┌─ Material for this exercise
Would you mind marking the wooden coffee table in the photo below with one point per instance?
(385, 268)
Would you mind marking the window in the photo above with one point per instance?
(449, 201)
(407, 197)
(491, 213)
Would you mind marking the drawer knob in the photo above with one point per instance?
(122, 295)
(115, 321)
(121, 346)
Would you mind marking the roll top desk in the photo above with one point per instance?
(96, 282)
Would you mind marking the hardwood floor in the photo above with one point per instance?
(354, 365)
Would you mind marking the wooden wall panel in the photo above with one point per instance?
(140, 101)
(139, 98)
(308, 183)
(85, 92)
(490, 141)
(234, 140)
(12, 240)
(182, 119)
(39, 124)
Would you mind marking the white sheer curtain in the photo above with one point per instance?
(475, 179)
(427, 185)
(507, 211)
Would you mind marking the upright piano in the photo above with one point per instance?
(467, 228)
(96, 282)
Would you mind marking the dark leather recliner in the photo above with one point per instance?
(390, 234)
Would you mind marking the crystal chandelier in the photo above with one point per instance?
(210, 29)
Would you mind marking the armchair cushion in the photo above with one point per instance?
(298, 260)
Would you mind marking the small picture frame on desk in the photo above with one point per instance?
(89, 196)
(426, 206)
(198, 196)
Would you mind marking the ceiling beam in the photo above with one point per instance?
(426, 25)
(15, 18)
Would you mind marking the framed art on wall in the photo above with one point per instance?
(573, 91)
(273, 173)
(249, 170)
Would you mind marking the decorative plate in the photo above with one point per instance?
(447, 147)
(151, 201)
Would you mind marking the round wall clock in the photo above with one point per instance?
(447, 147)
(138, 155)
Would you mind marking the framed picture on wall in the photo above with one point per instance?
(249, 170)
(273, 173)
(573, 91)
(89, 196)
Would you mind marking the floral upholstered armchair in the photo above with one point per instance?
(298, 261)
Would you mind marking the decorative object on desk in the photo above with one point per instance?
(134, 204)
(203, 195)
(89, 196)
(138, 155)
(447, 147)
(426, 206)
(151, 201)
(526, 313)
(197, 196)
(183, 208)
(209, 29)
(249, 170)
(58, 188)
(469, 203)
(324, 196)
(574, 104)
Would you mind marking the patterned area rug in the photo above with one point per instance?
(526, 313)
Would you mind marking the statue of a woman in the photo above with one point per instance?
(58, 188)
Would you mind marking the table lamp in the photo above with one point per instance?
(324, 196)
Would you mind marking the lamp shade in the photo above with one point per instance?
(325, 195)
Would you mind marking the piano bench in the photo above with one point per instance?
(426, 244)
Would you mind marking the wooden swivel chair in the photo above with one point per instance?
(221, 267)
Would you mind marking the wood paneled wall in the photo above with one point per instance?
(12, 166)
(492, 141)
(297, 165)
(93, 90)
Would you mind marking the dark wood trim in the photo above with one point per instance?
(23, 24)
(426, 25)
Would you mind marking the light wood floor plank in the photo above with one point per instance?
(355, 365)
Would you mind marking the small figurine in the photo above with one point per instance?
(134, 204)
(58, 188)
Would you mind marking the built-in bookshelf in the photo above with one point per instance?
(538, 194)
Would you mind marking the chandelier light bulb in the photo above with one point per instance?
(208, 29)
└─
> Short exercise: Reproduce the lines above from the one containing "Would you mind marking the wooden swivel" through the last line, requests included, and shift each point coordinate by adding 59 to both of its numbers.

> Task output:
Would you mind marking the wooden swivel chair in the photo above with one point per instance?
(280, 326)
Would you mind marking the wood paneled wall in the photo above with one point per instance?
(71, 225)
(551, 200)
(356, 224)
(152, 149)
Would you mind marking the dark wood trim in the photo above with one point per instance?
(82, 83)
(485, 84)
Would you mind marking the light wood floor plank in the photo above with one point per instance?
(414, 424)
Would you mind marking the small figurine in the photo above with one point per instance?
(193, 263)
(117, 247)
Would you mind marking the built-in bookshelf in the photo above with one point per instance?
(597, 253)
Would you mind marking the chandelier light bulb in the photo above with one point per instance?
(267, 88)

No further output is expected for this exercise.